== Page excerpt ==
——

Monday, September 20, 2021

Botswana’s commercial banks’ lending less

The level borrowing in the country is in its slowest pace in more than a decade as commercial banks cut bank on lending, citing the Covid-19 uncertainty.

Annual growth in commercial bank credit declined to 3.6 percent in February 2021, compared to 10.2 percent growth in February 2020, signalling the subdued demand for credit, as well as restrictive supply of credit by banks on account of the uncertainty created by the COVID-19 pandemic. 

The biggest consumer of bank loans, households have been finding it hard to get loans, with the credit channelled to individuals slowing to 6.1 percent in the twelve months to February 2021, from 15.2 percent in the corresponding period in 2020. 

“In particular, there was a significant decline in credit card advances. Furthermore, there was a deceleration in growth for mortgages and personal unsecured lending which is mostly accessed through scheme loan arrangements, and motor vehicle loans,” Bank of Botswana said in its latest financial statistics.

Despite the decline in household credit growth, the share of the sector in total lending by commercial banks increased to 65.2 percent in February from 63.7 percent in the same period last year.

——

== Using the information ==
(1) Summarize the article on Botswana's bank lending in two sentences.
(2) Carry on the article about Botswana's bank lending from the point where it stops.
None of the data is needed for this work.

[Referring expression data]
——

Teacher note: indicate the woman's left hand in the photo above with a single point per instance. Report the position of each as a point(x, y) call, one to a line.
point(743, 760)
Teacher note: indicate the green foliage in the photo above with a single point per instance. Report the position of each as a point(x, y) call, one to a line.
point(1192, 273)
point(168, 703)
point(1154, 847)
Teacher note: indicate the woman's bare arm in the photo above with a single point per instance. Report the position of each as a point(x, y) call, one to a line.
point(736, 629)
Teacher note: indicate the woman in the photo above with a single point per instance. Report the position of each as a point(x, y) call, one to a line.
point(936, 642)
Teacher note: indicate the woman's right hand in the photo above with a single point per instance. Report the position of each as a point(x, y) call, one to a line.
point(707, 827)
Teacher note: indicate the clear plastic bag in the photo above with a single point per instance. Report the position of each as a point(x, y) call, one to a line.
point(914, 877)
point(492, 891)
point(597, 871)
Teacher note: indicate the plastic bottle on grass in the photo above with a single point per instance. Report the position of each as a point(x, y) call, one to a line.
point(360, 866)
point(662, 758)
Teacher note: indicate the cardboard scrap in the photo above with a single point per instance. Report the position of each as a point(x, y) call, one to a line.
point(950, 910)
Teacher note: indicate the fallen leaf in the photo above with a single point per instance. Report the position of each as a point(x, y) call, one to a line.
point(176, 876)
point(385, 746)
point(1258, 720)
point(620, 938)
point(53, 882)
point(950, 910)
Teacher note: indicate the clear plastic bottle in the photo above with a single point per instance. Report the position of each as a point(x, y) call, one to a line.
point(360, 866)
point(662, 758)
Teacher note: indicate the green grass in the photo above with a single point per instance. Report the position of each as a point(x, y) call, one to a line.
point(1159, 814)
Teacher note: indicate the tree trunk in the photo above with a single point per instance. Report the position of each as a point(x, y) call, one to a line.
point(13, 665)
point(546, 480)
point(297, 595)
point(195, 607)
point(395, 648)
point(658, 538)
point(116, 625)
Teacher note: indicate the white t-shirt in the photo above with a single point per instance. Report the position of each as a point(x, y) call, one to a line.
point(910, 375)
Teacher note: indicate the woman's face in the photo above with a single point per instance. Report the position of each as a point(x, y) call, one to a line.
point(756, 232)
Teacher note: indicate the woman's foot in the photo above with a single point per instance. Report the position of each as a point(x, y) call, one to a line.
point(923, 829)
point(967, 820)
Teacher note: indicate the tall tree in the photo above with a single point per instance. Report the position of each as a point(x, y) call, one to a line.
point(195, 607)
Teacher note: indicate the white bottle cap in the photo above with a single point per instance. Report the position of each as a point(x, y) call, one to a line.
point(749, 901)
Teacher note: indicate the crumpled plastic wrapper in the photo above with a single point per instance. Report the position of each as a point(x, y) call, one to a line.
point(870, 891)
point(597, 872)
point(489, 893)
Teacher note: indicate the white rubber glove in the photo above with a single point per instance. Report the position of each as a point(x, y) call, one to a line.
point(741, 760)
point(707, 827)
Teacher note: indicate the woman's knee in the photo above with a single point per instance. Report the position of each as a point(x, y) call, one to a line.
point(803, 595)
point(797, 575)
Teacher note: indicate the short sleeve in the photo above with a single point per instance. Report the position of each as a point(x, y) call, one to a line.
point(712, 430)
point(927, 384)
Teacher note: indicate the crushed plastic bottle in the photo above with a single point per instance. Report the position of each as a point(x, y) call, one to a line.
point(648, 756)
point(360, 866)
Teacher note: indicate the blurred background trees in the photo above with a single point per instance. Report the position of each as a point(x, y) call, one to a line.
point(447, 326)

——

== Answers for each item ==
(1) Annual growth in commercial bank credit in Botswana fell to 3.6 percent in February 2021 from 10.2 percent a year earlier, reflecting subdued demand for credit and restrictive lending by banks because of COVID-19 uncertainty. Credit to households, the biggest consumers of bank loans, slowed to 6.1 percent from 15.2 percent, although their share of total commercial bank lending rose to 65.2 percent from 63.7 percent.

(2)
The increase in household’s share of outstanding debts was mostly due to a 0.7 percent reduction in loans given to businesses. Credit extended to companies, excluding parastatals, contracted by 2.3 percent in the year to February 2021 compared to a 1.2 percent decline in February 2020. The  slowed update of credit by businesses  was attributed to decreased utilisation of overdraft facilities by some companies in the manufacturing, agriculture and construction sectors, among others. 

Meanwhile, the recently released Business Expectations Survey reveal that businesses expect borrowing costs to increase, though moderately, in the domestic market. Still, the companies expect an increase in credit across all markets in the twelve-month period to March 2022, consistent with improvement in business conditions and reduction in lending rates in external markets. 

The expected increase in domestic borrowing in spite of the expected rise in borrowing costs, could indicate relative easier access to domestic than external credit, the survey suggested. However, businesses perceived overall access to credit to have been tight in the first quarter and could extend to the rest of the year as banks remain risk averse.